● **TASK STATEMENT**:
Below are the records. Reproduce exactly the lines from the one containing "the foliage, one" through the final line, and omit any pictures.
# MATERIAL start
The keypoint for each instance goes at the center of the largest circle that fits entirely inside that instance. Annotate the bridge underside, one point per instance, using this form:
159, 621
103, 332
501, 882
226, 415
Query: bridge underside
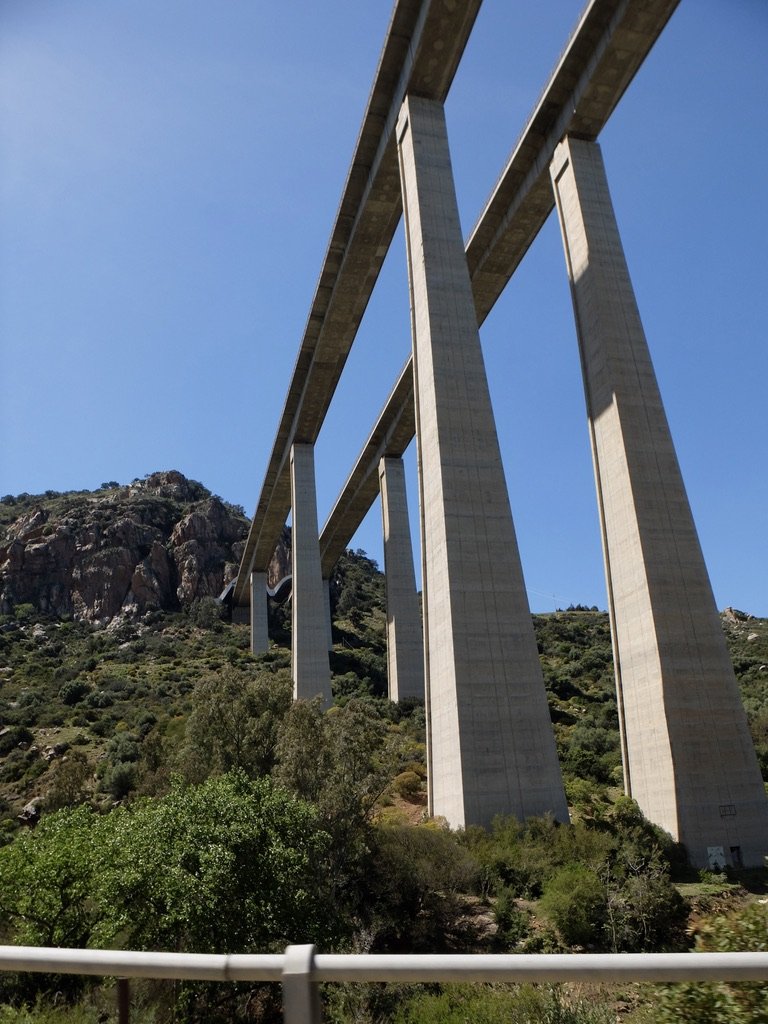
687, 755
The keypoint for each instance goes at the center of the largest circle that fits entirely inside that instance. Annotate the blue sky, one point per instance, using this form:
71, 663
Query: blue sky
169, 175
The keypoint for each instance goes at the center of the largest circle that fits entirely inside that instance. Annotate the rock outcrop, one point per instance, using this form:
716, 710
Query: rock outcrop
161, 543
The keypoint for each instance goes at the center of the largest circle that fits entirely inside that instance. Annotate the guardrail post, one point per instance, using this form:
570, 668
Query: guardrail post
300, 996
124, 1000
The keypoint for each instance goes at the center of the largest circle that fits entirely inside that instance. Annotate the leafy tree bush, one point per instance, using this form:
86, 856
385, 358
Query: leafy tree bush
499, 1005
576, 901
724, 1003
413, 897
235, 722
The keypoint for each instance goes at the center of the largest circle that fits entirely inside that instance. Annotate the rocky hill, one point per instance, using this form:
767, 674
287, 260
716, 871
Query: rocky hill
159, 543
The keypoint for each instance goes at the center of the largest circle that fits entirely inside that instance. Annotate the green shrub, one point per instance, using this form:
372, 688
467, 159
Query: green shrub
576, 901
73, 692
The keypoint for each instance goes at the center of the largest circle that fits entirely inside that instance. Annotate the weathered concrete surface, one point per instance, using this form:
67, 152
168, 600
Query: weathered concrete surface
604, 52
491, 745
259, 634
404, 636
391, 435
309, 665
689, 760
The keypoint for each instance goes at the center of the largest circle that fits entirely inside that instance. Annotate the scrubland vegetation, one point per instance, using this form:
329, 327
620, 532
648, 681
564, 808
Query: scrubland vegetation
184, 803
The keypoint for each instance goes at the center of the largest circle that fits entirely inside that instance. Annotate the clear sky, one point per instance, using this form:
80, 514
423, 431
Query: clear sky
169, 176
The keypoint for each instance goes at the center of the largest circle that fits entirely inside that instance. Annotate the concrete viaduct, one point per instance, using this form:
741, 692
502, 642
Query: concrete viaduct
688, 758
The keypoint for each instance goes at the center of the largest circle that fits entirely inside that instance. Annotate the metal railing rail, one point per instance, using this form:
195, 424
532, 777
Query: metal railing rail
300, 969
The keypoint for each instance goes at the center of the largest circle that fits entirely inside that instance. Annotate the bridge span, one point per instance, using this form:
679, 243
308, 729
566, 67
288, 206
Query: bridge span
687, 755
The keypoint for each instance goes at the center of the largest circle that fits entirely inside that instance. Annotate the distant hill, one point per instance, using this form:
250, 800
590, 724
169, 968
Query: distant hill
108, 623
159, 543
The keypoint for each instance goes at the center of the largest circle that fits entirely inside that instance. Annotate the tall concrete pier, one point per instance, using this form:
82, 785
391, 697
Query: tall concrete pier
259, 634
491, 743
309, 629
404, 638
688, 757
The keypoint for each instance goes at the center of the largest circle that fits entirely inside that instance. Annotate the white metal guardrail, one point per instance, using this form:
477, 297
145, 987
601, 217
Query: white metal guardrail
300, 969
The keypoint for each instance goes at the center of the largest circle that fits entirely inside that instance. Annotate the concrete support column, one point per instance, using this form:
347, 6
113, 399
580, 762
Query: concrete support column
309, 666
404, 638
689, 760
329, 624
491, 744
259, 635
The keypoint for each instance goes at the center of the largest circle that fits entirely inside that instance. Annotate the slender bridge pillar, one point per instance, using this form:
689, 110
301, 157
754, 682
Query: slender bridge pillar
309, 664
688, 757
259, 635
491, 744
404, 638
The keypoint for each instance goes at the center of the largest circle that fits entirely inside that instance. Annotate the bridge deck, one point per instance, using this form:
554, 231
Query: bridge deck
604, 52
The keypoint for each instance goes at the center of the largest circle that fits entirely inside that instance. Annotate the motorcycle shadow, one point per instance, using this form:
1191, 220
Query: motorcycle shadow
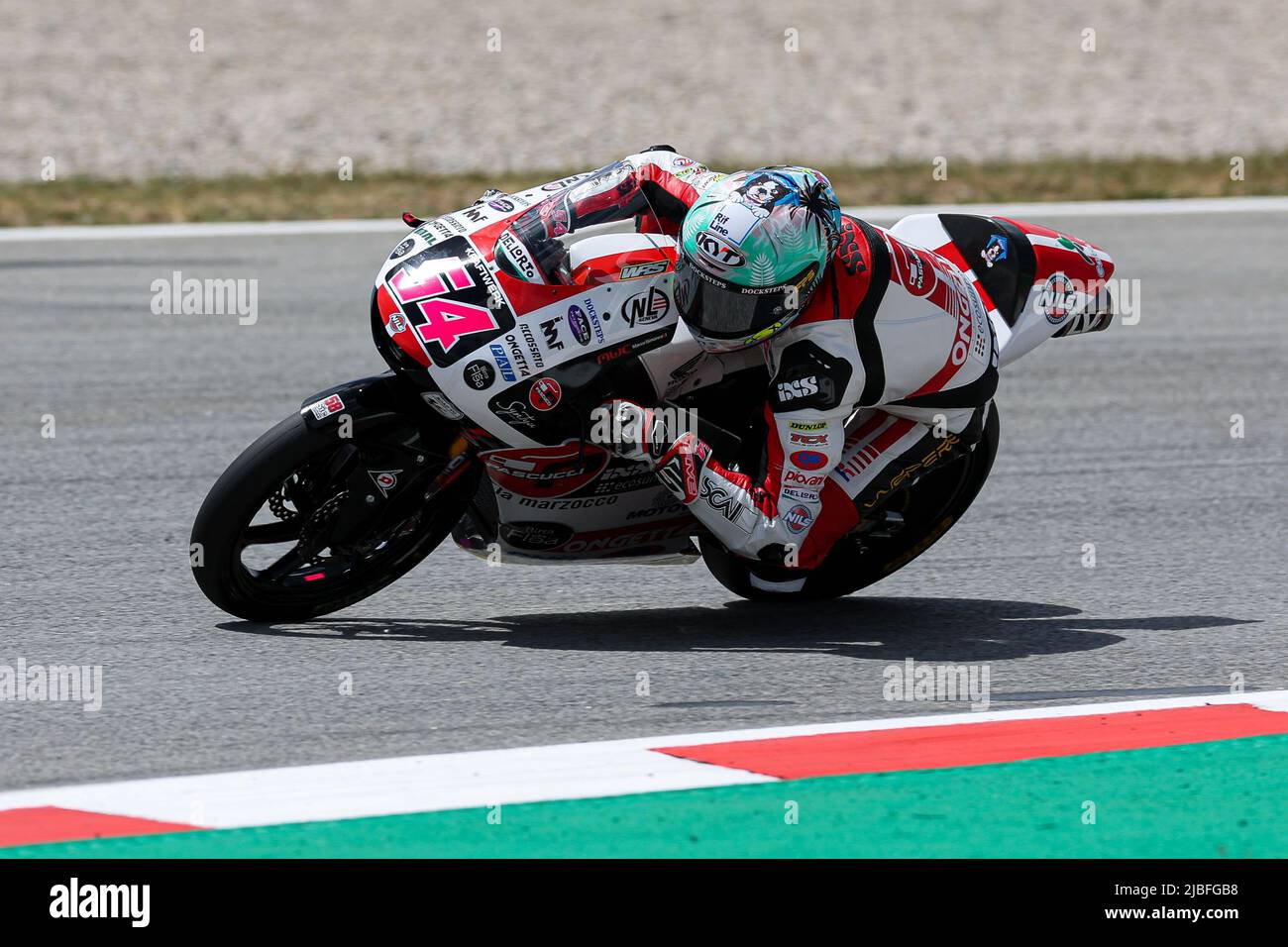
923, 629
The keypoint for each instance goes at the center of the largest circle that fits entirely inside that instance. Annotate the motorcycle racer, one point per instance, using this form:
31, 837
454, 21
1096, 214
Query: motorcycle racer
881, 355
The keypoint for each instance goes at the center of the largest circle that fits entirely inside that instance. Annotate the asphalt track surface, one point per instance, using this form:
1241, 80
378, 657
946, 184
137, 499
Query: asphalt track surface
1121, 440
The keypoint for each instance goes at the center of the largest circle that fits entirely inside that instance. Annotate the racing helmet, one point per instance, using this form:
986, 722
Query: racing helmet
752, 250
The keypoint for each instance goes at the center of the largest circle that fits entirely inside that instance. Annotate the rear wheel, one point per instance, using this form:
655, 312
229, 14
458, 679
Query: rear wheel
927, 509
304, 522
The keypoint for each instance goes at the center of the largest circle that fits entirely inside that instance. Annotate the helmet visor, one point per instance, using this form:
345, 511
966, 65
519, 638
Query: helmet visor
717, 312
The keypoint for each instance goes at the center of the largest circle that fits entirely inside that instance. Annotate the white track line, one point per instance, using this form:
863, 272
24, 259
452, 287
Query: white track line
488, 777
889, 211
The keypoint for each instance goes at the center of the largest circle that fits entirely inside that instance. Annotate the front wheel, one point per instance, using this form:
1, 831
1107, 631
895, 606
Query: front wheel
927, 509
305, 522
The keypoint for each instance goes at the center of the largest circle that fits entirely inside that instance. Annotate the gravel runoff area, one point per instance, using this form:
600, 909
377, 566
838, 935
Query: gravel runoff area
116, 90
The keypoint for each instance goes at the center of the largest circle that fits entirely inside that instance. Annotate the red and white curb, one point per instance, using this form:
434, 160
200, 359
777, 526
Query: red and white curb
621, 767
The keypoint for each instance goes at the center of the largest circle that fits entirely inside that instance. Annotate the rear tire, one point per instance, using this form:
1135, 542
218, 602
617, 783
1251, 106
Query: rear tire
930, 506
219, 534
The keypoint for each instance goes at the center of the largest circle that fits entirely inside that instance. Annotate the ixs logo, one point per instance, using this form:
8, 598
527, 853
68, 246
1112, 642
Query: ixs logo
800, 388
75, 899
179, 296
719, 250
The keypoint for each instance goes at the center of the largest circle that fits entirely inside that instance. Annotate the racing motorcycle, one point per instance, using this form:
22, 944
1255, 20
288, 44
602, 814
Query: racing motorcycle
482, 428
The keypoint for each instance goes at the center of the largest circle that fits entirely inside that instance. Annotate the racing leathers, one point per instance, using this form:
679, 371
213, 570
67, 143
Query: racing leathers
885, 373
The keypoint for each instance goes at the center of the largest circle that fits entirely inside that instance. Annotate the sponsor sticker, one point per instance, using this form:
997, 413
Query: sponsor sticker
1056, 299
326, 407
645, 308
384, 479
442, 405
480, 375
798, 518
502, 363
995, 250
719, 250
579, 325
809, 460
638, 269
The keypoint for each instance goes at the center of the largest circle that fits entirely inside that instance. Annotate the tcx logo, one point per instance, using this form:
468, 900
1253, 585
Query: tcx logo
802, 388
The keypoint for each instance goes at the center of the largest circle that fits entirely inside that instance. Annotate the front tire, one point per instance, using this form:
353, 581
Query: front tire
309, 579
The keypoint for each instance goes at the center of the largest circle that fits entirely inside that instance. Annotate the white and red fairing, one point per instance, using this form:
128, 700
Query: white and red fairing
557, 497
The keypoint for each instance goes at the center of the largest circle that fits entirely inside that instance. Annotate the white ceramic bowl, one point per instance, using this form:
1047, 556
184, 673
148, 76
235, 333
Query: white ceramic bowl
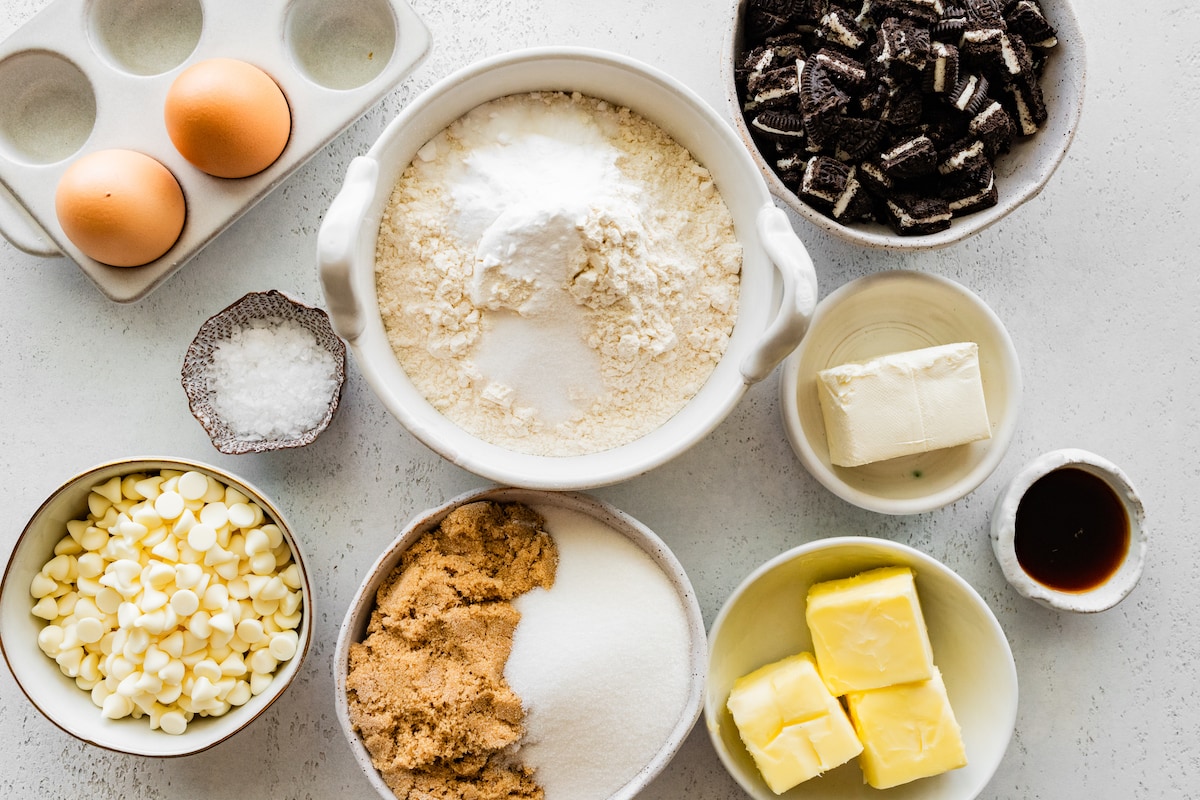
889, 312
763, 621
778, 288
359, 614
1003, 533
1020, 174
55, 695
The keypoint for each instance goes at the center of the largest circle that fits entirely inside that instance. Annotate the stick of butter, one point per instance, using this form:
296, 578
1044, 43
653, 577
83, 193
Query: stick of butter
792, 726
904, 403
907, 731
868, 631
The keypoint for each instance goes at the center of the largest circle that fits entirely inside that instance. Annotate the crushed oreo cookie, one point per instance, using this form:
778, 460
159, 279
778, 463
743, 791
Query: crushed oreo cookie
893, 110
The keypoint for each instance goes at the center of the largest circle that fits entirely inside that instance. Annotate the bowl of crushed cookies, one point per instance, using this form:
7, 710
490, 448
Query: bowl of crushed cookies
490, 621
559, 269
906, 124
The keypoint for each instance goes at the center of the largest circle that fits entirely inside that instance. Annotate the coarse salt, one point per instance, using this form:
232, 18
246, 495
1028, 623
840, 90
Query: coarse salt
271, 379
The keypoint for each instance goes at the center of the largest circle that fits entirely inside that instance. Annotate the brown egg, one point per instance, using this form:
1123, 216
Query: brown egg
227, 118
120, 208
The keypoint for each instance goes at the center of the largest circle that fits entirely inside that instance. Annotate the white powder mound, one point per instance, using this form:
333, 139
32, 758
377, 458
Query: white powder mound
271, 379
557, 275
600, 661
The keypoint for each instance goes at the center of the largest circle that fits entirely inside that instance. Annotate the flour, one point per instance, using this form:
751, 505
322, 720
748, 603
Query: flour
556, 275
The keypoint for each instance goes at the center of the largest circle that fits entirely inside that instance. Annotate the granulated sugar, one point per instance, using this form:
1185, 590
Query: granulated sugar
557, 275
600, 661
271, 379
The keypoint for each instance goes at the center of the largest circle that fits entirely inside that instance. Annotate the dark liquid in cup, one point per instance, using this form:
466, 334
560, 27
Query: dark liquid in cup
1072, 530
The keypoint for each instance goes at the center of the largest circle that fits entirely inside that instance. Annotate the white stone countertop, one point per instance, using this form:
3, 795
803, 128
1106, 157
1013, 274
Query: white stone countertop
1096, 278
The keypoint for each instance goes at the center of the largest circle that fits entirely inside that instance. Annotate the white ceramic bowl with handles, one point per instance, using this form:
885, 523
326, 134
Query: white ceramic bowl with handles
778, 292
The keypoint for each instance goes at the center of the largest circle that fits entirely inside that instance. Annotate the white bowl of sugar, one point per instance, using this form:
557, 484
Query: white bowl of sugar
577, 276
616, 631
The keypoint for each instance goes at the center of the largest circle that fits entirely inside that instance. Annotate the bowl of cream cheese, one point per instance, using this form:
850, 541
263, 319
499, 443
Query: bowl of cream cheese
912, 359
559, 269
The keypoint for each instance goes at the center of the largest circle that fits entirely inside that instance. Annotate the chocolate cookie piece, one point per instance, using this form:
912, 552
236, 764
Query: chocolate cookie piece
970, 95
766, 17
1027, 19
1026, 104
922, 11
855, 203
874, 179
994, 127
858, 137
779, 125
901, 41
984, 13
825, 179
967, 196
840, 26
841, 68
910, 158
941, 74
790, 167
965, 158
774, 89
832, 185
822, 102
903, 106
995, 53
915, 215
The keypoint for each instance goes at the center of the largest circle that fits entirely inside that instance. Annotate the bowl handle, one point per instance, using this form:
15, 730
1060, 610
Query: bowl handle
337, 246
799, 300
21, 229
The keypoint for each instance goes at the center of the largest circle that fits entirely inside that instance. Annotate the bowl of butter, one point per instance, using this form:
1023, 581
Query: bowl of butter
855, 665
904, 395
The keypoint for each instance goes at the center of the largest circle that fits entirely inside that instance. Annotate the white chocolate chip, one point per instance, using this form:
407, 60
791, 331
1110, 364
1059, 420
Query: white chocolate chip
192, 486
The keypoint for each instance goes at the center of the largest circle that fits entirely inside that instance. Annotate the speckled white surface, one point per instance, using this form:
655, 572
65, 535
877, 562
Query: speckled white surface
1095, 278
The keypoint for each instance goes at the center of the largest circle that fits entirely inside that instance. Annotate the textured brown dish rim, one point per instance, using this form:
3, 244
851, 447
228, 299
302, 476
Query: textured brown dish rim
199, 354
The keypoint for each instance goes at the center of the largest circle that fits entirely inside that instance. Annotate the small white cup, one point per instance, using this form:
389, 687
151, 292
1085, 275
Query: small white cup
1003, 534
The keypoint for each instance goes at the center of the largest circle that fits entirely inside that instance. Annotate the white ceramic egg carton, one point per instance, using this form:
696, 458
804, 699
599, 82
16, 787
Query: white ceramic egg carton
85, 76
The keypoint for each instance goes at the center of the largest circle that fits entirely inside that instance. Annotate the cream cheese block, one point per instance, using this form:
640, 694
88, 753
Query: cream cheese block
909, 732
793, 728
904, 403
868, 631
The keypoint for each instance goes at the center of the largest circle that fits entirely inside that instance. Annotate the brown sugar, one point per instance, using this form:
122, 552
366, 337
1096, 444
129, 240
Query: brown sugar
426, 686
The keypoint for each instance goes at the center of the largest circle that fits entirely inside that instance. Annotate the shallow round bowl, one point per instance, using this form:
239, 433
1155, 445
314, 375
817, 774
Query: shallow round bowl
778, 286
1132, 560
763, 621
891, 312
691, 661
1020, 174
57, 696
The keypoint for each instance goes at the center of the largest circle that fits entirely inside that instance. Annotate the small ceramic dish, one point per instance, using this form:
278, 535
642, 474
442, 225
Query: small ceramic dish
891, 312
57, 696
763, 621
269, 306
1095, 576
574, 564
1020, 174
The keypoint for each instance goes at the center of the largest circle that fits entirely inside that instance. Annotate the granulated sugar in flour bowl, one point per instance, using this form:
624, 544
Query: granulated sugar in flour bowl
556, 275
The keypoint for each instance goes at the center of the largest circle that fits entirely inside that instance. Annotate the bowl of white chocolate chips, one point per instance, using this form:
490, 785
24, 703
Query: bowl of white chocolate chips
155, 606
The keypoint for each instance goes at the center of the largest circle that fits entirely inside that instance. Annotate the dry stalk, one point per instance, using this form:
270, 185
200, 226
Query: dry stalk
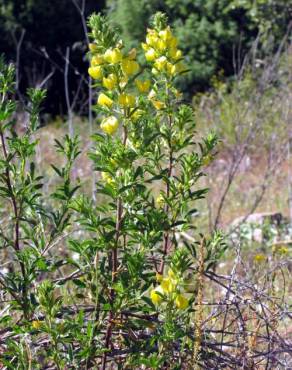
199, 305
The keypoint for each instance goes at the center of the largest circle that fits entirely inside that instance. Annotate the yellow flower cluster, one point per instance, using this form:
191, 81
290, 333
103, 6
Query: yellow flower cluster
168, 288
114, 68
161, 49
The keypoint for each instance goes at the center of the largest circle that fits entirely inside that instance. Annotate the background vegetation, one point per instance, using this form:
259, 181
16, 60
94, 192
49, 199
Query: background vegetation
236, 250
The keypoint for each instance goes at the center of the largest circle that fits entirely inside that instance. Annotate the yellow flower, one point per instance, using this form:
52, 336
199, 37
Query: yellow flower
152, 94
172, 43
166, 34
104, 100
180, 67
152, 37
161, 45
137, 114
126, 100
113, 56
145, 47
259, 258
160, 63
159, 277
110, 82
150, 55
167, 285
109, 125
92, 47
107, 178
160, 201
97, 60
36, 324
129, 67
170, 68
181, 302
143, 86
178, 55
95, 72
155, 295
132, 54
158, 104
123, 81
171, 274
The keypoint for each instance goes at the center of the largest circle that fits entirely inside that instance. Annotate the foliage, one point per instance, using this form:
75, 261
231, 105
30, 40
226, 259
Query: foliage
119, 282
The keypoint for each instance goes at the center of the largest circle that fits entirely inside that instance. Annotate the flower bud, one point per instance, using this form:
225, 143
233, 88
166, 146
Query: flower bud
109, 125
110, 82
113, 56
126, 100
104, 100
150, 55
95, 72
181, 302
129, 67
155, 295
143, 86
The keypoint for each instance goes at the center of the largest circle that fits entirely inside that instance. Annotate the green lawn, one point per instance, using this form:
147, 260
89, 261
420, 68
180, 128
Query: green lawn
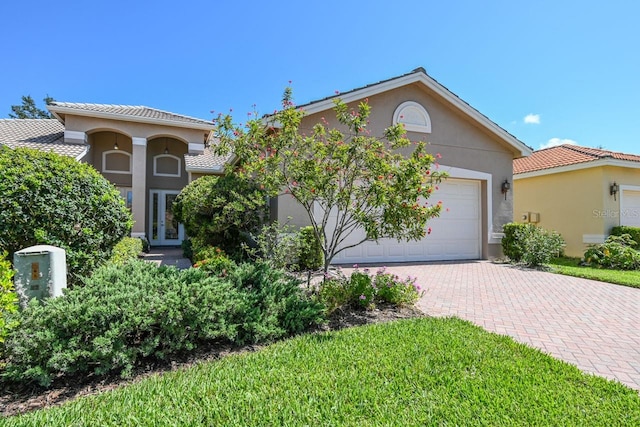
427, 371
571, 267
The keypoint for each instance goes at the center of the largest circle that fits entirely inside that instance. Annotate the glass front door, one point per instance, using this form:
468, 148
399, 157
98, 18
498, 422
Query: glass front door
165, 230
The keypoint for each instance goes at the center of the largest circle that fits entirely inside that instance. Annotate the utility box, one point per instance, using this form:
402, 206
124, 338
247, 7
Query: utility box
# MATERIAL end
● **FINISHED ANSWER**:
The keypoint for each instance goes at the center of the largest circle that fits entirely inside that instance. Annotate the foliage, one point per instance, using this form:
75, 261
231, 105
30, 40
226, 259
Query: foliage
119, 282
The keypoint for each instance goes at the center of the largest circle that fits entirely inside that instance. Annotate the flower bud, one point per instance, using this form:
225, 143
233, 88
166, 146
Query: flower bud
109, 125
110, 82
113, 56
126, 100
104, 100
150, 55
95, 72
181, 302
129, 67
155, 295
143, 86
The keypoint for each instance goes at the center of the largest circle that fits entirely inside that instance. Annotate the green lawn, one point per instance, using this form:
147, 260
89, 261
420, 68
180, 128
Query: green lawn
427, 371
571, 267
The keypoint for each instance goes at the center of the largest circle that fits entirely inside that instance. Annotate the glass front door, one point per instance, using this form:
468, 148
399, 157
98, 18
498, 422
Query: glass front door
165, 230
The keypoint for each instance goes at the center of the largest circle that fits entirely inside that instance. Annotate the utility box, one point per instance, using this form:
402, 206
124, 338
247, 7
Query: utility box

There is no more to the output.